UNITED STATES DISTRICT COURT DISTRICT OF SOUTH CAROLINA CHARLESTON DIVISION
Oct 16, 2018
C/A 2:18-0313-BHH-BM (D.S.C. Oct. 16, 2018)

Opinion

C/A 2:18-0313-BHH-BM

10-16-2018

Domingo Tellez, Plaintiff, v. Primetals Technologies USA, LLC, Defendant.


REPORT AND RECOMMENDATION

This action has been filed by the Plaintiff, a former employee of the Defendant, asserting claims under Title VII of the Civil Rights Act of 1964, 42 U.S.C. § 2000e, et. seq., and the Fair Labor Standards Act (FLSA), 29 U.S.C. § 201, et. seq. Specifically, Plaintiff asserts claims for retaliatory discharge in violation of Title VII (First Cause of Action), discrimination in violation of Title VII (Second Cause of Action), and retaliatory discharge in violation of the FLSA (Third Cause of Action).

The Defendant filed a motion to dismiss Plaintiff's third cause of action pursuant to Rule 12, Fed.R.Civ.P., on August 6, 2018. Plaintiff filed a memorandum in opposition to the Defendant's motion on August 20, 2018, following which the Defendant filed a reply memorandum on August 27, 2018. Defendant's motion is now before the Court for disposition.

This case was automatically referred to the undersigned United States Magistrate Judge for all pretrial proceedings pursuant to the provisions of 28 U.S.C. § 636(b)(1)(A) and (B) and Local Rule 73.02(B)(2)(f), D.S.C. The Defendant has filed a motion to dismiss. As this is a dispositive motion, this Report and Recommendation is entered for review by the Court.

Discussion

The FLSA makes it unlawful "to discharge or in any other manner discriminate against an employee because such employee has filed any complaint or instituted or caused to be instituted any proceeding under or related to this chapter". 29 U.S.C. § 215(a)(3). In his Third Cause of Action, Plaintiff alleges that the Defendant "willfully, wantonly, maliciously, and intentionally constructively terminated the Plaintiff's employment in retaliation on account of his engaging in activity protected under the FLSA". Amended Complaint, ¶ 33. However, Defendant argues in its motion that Plaintiff's Third Cause of Action for FLSA retaliation fails to state a claim. When considering a Rule 12 motion to dismiss, the Court is required to accept the allegations in the pleading as true, and draw all reasonable factual inferences in favor of the Plaintiff. The motion can be granted only if the Plaintiff has failed to set forth sufficient factual matters in the Complaint to state a plausible claim for relief "on its face". Ashcroft v. Iqbal, 129 S.Ct. 1937, 1949 (2009); see also Vogt v. Greenmarine Holding, LLC, 318 F.Supp. 2d 136, 144 (S.D.N.Y. 2004) ["[O]n a motion to dismiss, the Court does not weigh the strength of the evidence, and simply considers whether the complaint alleges sufficient facts which, if true, would permit a reasonable fact finder to find defendants liable."].

● **RECORD LIST**
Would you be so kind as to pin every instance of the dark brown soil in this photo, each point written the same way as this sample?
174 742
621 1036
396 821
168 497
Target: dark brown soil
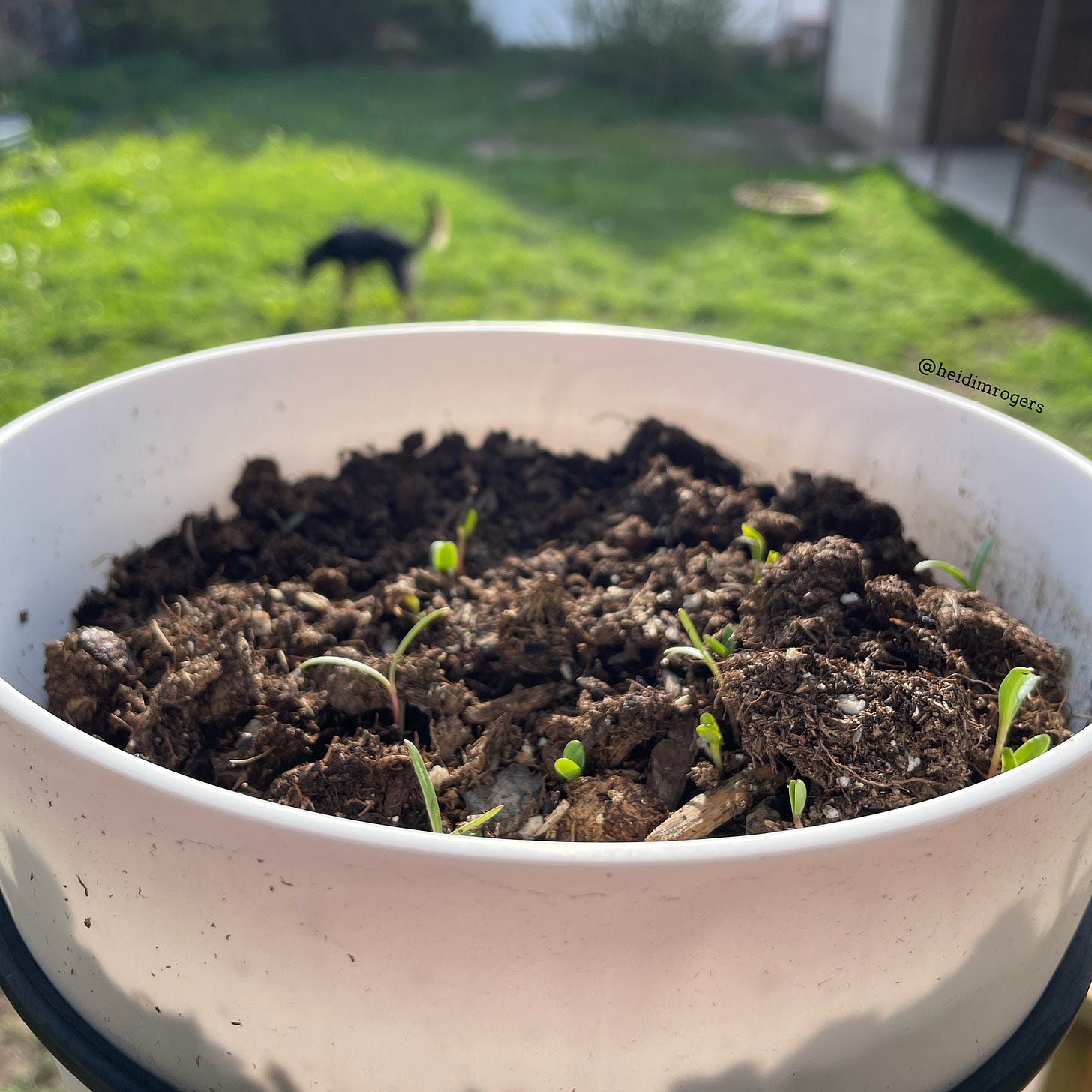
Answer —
850 674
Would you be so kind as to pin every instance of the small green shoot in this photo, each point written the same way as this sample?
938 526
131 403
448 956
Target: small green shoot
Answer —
712 738
761 557
433 805
289 526
1032 748
1017 688
443 556
572 766
462 533
756 541
797 800
387 680
450 557
474 826
704 648
969 580
425 783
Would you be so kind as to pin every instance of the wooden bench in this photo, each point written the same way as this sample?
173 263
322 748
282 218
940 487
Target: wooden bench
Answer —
1076 151
1066 136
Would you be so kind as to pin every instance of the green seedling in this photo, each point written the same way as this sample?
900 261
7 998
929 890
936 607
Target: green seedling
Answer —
286 526
712 738
433 805
387 680
474 826
797 800
447 556
761 557
704 648
572 766
443 556
1028 751
969 580
1011 694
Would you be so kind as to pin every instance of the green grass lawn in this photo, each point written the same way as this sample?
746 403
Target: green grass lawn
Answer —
166 211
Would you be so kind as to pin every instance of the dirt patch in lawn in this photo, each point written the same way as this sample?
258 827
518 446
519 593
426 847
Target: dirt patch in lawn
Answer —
847 670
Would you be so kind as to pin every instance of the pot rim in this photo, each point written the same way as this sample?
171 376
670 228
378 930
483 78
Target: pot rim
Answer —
901 821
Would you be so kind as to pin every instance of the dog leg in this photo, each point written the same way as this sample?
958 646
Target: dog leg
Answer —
349 279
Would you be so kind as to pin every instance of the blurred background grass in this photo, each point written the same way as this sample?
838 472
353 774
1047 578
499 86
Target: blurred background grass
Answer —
165 208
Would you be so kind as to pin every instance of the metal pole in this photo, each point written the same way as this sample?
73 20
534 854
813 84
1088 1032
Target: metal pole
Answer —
1034 112
950 91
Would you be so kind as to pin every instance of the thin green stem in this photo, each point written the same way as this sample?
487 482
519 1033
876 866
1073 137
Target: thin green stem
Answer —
411 637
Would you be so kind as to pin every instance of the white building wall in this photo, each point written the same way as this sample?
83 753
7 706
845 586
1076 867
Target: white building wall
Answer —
880 69
550 22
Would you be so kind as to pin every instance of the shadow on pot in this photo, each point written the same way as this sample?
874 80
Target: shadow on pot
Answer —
864 1044
118 1010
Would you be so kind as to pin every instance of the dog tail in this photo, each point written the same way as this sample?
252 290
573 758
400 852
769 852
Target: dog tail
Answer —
437 232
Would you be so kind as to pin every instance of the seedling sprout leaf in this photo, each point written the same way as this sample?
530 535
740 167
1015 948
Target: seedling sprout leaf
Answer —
345 662
443 556
574 752
980 560
756 542
1011 694
1032 748
797 800
474 826
567 769
431 805
923 567
419 625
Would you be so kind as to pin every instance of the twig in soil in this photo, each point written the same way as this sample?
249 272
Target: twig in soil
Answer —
552 820
446 556
572 764
190 539
250 761
433 805
160 639
518 704
712 740
797 800
702 648
706 812
387 680
969 580
1011 694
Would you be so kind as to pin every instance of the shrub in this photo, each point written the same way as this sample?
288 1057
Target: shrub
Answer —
244 31
335 28
666 47
201 30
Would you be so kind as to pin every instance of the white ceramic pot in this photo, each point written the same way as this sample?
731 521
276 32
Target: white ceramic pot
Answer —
230 944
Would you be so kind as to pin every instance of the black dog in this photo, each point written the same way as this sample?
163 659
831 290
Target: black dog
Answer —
356 247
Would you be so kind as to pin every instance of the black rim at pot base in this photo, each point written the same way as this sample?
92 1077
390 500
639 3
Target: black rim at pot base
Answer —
102 1067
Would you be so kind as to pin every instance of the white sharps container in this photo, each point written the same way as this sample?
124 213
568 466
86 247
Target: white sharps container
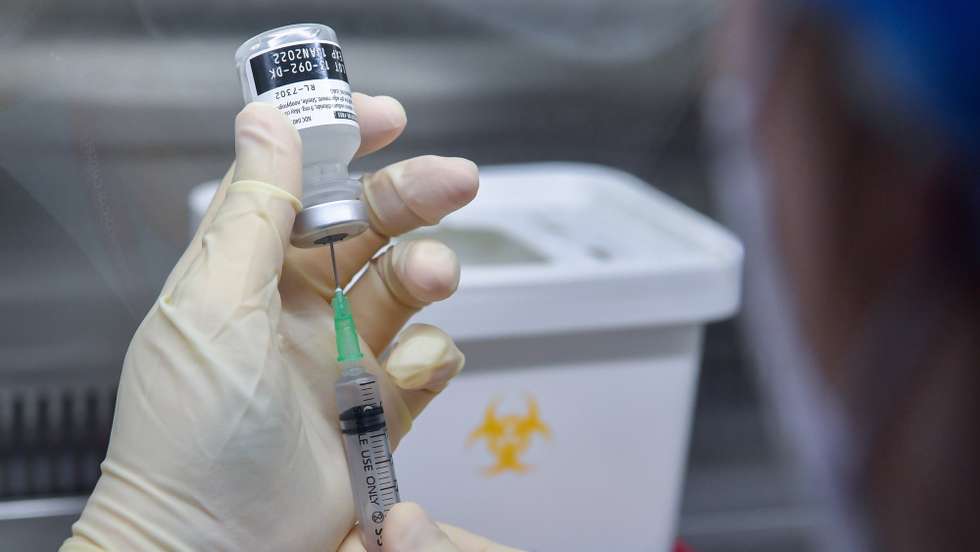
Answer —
581 309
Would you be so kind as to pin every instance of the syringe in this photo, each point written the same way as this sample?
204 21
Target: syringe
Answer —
362 423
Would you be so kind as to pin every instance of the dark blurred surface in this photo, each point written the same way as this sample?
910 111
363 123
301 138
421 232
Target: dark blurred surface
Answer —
110 112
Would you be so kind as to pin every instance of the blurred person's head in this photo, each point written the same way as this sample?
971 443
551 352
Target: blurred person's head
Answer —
856 125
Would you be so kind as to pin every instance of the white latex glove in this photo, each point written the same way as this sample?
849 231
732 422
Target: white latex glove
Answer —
408 529
225 435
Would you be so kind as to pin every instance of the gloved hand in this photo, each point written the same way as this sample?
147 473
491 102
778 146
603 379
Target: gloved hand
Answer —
408 529
225 434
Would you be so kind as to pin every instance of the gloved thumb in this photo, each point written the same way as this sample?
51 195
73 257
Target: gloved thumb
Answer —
408 529
243 245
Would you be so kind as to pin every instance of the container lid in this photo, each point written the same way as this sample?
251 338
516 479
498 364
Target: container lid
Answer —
568 247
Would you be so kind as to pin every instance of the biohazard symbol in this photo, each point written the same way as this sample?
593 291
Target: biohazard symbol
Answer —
509 436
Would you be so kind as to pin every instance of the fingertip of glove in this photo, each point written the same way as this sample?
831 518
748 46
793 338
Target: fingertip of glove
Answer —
424 358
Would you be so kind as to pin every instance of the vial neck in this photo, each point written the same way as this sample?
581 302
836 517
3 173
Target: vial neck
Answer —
327 182
317 176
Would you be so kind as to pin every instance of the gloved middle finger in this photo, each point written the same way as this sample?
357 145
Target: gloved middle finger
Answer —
401 197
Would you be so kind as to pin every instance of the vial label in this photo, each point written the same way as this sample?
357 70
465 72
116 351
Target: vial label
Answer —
307 81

● **EXERCISE REQUIREMENTS**
**A.** According to the report and recommendation, on what date did the Defendant file its motion to dismiss the Plaintiff's third cause of action?
**B.** Transcribe word for word the stretch of the report and recommendation from "The Defendant filed a motion" through "by the Court.".
The records aren't needed for this work.

● **SOLUTIONS TO EACH TASK**
**A.** August 6, 2018.

**B.**
The Defendant filed a motion to dismiss Plaintiff's third cause of action pursuant to Rule 12, Fed.R.Civ.P., on August 6, 2018. Plaintiff filed a memorandum in opposition to the Defendant's motion on August 20, 2018, following which the Defendant filed a reply memorandum on August 27, 2018. Defendant's motion is now before the Court for disposition.

This case was automatically referred to the undersigned United States Magistrate Judge for all pretrial proceedings pursuant to the provisions of 28 U.S.C. § 636(b)(1)(A) and (B) and Local Rule 73.02(B)(2)(f), D.S.C. The Defendant has filed a motion to dismiss. As this is a dispositive motion, this Report and Recommendation is entered for review by the Court.